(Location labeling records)
-*-
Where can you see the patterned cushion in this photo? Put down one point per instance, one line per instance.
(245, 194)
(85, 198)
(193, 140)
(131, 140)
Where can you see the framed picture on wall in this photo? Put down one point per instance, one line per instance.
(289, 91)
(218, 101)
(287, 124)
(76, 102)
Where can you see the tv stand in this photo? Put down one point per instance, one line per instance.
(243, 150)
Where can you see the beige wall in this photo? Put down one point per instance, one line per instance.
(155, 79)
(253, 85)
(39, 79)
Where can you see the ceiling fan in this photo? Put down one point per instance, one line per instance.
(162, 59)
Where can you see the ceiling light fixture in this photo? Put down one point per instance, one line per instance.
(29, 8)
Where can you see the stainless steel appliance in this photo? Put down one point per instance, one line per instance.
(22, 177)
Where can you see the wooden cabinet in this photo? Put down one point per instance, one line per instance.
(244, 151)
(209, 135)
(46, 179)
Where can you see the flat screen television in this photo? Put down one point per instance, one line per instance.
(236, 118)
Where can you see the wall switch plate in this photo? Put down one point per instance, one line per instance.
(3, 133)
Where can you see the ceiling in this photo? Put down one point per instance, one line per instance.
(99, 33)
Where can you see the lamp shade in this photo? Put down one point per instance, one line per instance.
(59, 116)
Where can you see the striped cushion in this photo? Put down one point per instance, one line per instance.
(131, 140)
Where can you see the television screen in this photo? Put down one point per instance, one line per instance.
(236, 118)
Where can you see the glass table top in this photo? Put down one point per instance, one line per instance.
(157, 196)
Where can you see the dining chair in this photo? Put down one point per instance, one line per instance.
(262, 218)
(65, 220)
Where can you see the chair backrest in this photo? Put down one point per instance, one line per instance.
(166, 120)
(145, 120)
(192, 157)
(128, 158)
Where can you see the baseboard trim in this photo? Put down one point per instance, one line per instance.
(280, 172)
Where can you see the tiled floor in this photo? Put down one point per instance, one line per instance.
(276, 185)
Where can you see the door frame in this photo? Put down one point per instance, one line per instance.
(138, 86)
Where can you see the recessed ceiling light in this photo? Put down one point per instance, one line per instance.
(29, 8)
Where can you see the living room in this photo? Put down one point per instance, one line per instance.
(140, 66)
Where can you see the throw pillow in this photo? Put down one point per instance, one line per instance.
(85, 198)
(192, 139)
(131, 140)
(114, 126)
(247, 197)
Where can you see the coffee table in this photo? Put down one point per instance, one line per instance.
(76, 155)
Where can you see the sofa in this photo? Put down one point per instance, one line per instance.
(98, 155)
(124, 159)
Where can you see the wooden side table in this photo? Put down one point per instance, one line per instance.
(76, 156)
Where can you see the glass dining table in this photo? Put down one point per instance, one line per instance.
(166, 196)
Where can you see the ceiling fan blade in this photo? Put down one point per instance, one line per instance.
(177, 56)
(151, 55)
-*-
● **Task brief**
Reproduce the stretch of material from the line containing "Where can you see the throw" through the end of the material, keeping every request line as it stands. Raise each coordinate in the answers by 73.

● **Task answer**
Where can you see the throw pillow in this photo? Put down one point per instance, one line per instance.
(158, 271)
(265, 212)
(204, 213)
(187, 199)
(320, 270)
Where can you see the coffee table in this photo? Put down one point per instance, one line per instance.
(149, 228)
Where can you see the sofa in this photo? Put down one point per instance, one line per instance.
(171, 228)
(197, 232)
Where can you see the wooden side table in this photo? Put down one point per instance, one line per instance.
(149, 229)
Where can you see the glass dining table in this photo? Put down one point per instance, one line per instance.
(239, 269)
Where can you see the ceiling fan blade in this photo? Put down one point per instance, one line per instance.
(250, 129)
(224, 128)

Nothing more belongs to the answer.